Extract to read
Northern Rock is not the first financial crisis to prompt headlines talking of damage to reputation

Northern Rock is not the first financial crisis to prompt headlines talking of damage to reputation. How many people really know what makes a reputation and what a damaged one looks like? Here are five facts about reputation damage worth remembering -

1. Reputation is not something you own but is attributed to you by others. You can’t control it directly but can influence it through your behaviour.

2. Reputation can be good or bad. You can earn a good reputation or deserve a bad one. It is far easier to turn a reputation from good to bad than vice versa.

3. A good reputation is a valuable endorsement of trust. We trust bishops, headmasters and bankers, more than we do estate agents, car salesmen or politicians.

4. There is a fairly close correlation between ethical behaviour and a good reputation. This is because trust requires a mutual understanding between right and wrong.

5. The better the reputation the more vulnerable it is and the more susceptible to damage. The principle of ‘The higher you are the further you fall’.

Damage to a good reputation occurs when our trust is shown to have been misplaced. You expect your money safe in a bank, and children safe with a teacher. So when people talk of damaged reputation they actually mean that they made a mistake and placed trust in someone (or something or somewhere) that ultimately wasn’t justified. They are cross about their own error of judgement and thus confidence is lost. This is why errant bishops, teachers and bankers make headlines. It is because our expectations of them are comparatively higher than other mortals, in whom we don’t place as much trust.

Reputation is a perception of character and while we expect a bank to be a safe haven for our money we also trust the banking regulator and central bank (as lender of the last resort) to play their respective roles in the complex financial system that protects our money. In the Northern Rock crisis gaps have appeared between the roles of regulator and Bank of England that have damaged their respective reputations as much as Northern Rock.

The FSA as regulator considers its role as policing good and bad practice. It does not see its role as determining acceptable high and low risk in business models. Where high risk becomes bad practice is a very indistinct line. Once the inter-bank lending rate rose to cut off money supply warning bells rang but the regulator was aware of the business model of banks like Northern Rock and did not see liquidity risk as a strategic risk. Is this a rather blinkered view of risk? Independent risk analysts had identified vulnerability in the Northern Rock business model long ago.

Data
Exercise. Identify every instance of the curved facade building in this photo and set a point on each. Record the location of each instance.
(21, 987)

What to produce
Quote the article about reputation damage word for word, beginning at the words "3. A good reputation" and stopping after the words "salesmen or politicians.". Draw only on the article about reputation damage, not on the data.

Complete response
3. A good reputation is a valuable endorsement of trust. We trust bishops, headmasters and bankers, more than we do estate agents, car salesmen or politicians.